*Task instructions:* Beginning with the line that holds "Keypoint placement rule: for each instance of the crown" and ending with the last line of the entries below, copy every line exactly and nothing else, with the pictures left out.

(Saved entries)
Content starts

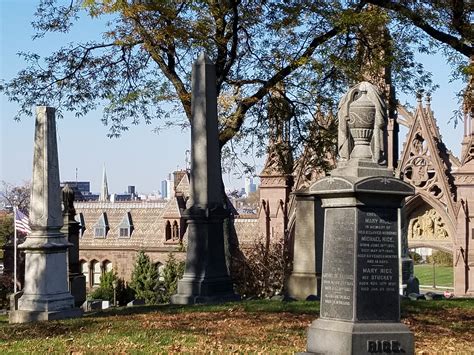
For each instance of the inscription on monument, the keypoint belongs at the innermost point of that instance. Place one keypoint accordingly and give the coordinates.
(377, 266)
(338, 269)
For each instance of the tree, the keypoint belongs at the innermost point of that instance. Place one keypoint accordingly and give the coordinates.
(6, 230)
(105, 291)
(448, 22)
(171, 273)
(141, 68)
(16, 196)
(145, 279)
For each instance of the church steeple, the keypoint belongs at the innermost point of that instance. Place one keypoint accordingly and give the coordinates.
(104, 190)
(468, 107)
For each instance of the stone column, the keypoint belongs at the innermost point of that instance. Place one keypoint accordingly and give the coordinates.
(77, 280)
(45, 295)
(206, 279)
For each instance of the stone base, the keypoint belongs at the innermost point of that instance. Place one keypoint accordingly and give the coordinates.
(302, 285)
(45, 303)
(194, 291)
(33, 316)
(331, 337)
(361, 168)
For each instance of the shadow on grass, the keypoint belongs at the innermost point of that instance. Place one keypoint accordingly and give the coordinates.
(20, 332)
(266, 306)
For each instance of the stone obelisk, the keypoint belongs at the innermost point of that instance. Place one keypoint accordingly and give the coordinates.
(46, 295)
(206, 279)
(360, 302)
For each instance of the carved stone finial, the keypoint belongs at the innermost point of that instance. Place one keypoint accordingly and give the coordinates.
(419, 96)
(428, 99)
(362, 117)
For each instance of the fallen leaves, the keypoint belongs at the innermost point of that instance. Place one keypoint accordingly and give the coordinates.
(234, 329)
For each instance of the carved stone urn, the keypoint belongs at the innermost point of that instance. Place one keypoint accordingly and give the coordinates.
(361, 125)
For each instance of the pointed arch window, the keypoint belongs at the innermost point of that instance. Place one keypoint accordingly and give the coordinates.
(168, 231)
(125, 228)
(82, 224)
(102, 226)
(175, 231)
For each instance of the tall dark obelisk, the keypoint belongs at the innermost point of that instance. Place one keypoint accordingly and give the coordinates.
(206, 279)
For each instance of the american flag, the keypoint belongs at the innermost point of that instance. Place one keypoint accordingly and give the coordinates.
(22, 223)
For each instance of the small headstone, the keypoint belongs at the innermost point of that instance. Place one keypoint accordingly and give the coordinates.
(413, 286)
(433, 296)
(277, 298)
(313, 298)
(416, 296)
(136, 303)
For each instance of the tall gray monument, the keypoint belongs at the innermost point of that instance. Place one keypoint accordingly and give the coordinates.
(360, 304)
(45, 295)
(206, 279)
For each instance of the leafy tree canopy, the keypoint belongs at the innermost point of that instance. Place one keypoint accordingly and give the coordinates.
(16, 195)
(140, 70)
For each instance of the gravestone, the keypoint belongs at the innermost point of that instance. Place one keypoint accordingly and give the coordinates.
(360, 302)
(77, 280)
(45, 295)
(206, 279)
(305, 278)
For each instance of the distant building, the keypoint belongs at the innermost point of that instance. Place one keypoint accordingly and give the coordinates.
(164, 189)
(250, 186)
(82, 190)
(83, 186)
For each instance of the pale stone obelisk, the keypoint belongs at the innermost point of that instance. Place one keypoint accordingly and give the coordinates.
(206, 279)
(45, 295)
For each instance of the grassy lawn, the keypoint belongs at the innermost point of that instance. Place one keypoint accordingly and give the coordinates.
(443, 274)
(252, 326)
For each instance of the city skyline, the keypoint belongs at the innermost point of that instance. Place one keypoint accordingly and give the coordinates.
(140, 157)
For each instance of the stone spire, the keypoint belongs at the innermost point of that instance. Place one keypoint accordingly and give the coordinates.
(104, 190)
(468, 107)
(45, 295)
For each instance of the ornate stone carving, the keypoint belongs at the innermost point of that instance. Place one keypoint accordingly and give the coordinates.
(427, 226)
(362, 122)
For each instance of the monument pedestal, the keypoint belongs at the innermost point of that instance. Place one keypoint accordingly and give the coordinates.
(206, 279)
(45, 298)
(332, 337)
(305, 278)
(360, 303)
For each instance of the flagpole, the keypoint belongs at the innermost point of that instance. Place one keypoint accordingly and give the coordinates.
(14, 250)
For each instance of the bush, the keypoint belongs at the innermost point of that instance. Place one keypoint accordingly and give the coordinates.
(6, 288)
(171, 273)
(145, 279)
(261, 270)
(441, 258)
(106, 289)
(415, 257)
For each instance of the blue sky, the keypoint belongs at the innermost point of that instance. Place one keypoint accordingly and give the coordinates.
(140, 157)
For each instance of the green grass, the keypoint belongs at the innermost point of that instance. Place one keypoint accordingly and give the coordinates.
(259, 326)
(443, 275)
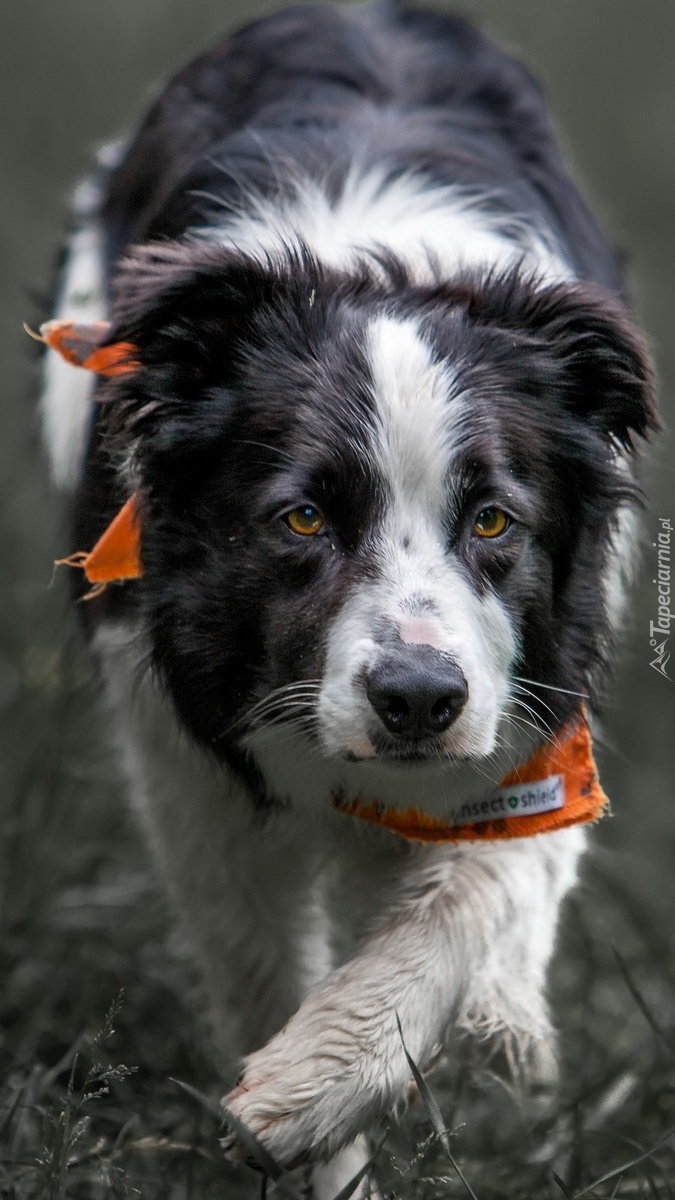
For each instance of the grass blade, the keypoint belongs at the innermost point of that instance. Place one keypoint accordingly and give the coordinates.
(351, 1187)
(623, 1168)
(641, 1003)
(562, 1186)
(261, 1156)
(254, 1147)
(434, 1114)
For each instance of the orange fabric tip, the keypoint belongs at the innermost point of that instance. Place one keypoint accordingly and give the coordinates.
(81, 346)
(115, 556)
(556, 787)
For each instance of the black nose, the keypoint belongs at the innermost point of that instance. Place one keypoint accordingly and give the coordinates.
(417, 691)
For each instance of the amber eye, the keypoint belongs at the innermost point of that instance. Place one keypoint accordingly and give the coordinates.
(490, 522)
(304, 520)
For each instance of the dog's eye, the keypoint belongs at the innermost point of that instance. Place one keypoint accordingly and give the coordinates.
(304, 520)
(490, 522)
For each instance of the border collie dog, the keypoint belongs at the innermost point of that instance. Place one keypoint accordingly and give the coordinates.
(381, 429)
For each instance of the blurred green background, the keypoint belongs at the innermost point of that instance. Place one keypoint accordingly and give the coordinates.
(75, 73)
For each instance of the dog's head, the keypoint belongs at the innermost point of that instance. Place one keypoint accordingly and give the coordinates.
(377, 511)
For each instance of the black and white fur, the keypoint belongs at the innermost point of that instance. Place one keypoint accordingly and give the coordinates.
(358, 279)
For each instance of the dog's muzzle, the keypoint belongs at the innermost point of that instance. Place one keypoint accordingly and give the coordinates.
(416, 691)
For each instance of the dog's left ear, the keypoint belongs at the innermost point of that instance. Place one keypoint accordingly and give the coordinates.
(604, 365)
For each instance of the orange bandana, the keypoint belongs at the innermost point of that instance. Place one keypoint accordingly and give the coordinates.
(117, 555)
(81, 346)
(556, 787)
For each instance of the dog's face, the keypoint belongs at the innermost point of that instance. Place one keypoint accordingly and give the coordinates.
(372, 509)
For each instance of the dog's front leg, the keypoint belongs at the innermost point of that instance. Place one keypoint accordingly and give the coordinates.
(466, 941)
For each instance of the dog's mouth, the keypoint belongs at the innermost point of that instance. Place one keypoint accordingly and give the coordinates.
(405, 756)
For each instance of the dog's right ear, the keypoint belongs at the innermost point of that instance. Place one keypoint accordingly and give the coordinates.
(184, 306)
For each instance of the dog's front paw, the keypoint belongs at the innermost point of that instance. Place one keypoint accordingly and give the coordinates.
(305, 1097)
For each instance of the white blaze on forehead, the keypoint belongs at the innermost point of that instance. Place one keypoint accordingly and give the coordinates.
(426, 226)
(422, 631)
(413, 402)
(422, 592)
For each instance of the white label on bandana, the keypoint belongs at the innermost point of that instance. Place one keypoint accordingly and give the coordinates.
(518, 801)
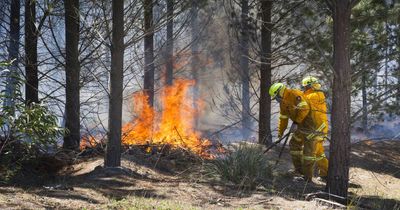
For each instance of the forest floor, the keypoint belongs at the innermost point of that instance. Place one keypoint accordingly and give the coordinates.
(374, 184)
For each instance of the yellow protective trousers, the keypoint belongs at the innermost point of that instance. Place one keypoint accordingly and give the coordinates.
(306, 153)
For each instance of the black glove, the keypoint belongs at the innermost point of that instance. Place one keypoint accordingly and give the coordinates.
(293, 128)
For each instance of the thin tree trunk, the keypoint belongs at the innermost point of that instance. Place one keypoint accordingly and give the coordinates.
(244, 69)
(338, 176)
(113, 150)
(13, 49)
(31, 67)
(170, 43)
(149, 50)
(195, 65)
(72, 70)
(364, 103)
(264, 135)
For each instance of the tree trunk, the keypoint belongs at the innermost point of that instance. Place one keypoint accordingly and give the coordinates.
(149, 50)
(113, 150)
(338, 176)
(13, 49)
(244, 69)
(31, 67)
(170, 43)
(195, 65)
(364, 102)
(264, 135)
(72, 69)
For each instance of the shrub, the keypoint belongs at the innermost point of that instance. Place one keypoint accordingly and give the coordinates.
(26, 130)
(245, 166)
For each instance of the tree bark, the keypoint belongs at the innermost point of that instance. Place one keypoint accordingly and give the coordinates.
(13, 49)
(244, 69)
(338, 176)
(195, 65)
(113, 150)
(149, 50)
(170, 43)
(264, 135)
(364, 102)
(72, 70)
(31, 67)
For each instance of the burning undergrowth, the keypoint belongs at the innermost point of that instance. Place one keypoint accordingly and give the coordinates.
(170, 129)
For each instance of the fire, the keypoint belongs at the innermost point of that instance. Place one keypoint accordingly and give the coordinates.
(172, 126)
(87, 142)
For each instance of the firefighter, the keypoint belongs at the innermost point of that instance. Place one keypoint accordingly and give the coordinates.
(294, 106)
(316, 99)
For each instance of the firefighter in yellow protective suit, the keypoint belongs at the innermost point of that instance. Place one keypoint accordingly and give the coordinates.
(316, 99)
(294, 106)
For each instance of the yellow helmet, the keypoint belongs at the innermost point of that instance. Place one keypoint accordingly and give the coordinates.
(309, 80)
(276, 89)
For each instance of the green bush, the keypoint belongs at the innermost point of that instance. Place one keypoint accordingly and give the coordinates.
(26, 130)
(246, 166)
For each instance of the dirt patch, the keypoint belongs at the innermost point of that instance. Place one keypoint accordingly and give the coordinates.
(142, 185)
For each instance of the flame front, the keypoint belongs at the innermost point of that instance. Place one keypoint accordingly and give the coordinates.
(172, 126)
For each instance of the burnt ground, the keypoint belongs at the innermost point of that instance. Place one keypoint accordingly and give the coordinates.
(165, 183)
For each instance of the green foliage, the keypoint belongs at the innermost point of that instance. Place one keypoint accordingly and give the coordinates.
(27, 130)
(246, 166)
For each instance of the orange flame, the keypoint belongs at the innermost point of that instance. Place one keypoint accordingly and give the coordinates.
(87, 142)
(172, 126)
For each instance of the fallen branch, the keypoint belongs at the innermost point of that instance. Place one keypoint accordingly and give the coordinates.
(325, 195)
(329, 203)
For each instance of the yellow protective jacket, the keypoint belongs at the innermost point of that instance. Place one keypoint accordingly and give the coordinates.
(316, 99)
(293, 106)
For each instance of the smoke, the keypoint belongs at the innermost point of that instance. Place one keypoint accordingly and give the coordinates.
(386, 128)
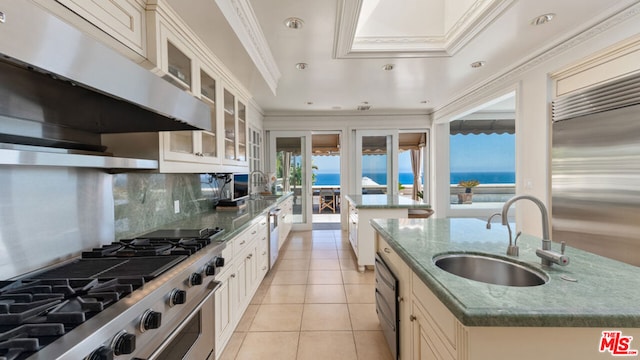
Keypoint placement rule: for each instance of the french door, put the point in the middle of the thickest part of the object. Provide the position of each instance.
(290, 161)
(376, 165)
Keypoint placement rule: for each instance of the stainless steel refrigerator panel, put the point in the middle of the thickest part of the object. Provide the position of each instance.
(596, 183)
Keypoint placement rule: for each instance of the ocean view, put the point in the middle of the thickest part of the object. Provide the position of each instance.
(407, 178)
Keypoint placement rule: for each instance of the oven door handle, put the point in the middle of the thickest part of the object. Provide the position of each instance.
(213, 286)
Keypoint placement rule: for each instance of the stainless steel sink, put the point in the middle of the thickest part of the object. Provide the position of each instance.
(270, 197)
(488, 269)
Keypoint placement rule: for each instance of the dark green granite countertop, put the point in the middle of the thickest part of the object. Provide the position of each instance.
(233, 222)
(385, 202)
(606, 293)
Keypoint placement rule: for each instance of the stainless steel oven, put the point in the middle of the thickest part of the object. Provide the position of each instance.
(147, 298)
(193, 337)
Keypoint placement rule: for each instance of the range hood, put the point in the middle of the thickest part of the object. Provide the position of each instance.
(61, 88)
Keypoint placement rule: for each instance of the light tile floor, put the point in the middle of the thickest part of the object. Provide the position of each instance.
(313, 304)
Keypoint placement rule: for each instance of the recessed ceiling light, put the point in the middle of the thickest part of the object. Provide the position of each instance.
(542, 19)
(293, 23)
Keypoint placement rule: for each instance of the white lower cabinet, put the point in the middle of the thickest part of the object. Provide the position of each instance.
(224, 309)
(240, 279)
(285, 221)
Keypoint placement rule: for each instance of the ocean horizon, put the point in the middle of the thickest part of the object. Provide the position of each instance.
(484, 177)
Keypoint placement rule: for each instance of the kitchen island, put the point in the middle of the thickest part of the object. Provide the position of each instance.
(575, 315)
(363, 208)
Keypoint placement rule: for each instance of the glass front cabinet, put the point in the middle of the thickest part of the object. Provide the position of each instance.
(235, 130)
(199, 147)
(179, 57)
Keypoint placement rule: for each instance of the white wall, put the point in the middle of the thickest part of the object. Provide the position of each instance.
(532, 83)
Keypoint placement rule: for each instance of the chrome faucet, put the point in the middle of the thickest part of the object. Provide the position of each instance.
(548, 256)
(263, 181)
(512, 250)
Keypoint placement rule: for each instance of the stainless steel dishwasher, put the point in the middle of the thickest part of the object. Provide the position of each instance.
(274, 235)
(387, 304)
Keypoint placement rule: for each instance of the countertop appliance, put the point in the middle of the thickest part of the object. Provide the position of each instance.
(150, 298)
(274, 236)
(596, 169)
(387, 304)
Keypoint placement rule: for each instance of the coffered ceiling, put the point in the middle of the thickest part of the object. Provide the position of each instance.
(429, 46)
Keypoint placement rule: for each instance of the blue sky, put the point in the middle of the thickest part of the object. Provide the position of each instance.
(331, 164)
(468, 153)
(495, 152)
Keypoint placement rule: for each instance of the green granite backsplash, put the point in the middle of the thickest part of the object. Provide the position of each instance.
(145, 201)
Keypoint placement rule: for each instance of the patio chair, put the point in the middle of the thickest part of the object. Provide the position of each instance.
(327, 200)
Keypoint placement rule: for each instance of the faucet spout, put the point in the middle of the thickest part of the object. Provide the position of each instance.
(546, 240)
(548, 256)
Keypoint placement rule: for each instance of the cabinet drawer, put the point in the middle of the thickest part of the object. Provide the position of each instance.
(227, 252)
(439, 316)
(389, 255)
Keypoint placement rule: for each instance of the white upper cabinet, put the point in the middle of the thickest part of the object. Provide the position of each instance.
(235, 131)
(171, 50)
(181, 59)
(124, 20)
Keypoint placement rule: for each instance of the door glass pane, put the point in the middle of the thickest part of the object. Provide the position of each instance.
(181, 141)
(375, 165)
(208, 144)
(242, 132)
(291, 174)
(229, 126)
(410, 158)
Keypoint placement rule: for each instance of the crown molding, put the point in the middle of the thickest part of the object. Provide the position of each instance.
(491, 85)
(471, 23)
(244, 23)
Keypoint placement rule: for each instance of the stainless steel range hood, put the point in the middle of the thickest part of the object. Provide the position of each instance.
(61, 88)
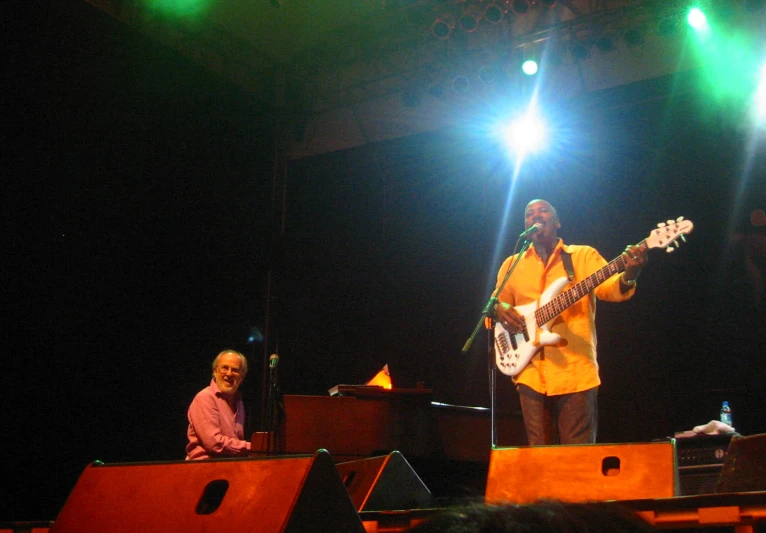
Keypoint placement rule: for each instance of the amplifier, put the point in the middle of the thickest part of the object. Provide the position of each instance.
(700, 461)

Content ends

*Response below:*
Keypoint placement rule: for each instance of the crown molding, put the point in the middle of the thickest part of the object. Provide the position of each instance.
(491, 85)
(471, 23)
(244, 23)
Keypoint placement rule: for each instance of the stainless steel range hood, put the point in the middle of the thickest part of the object. Provide the position of each instance.
(61, 88)
Keypoint placement rule: for each instance of the amplifier, put the point in the middle of the thickest part of the object. Provide the position of each instance.
(700, 461)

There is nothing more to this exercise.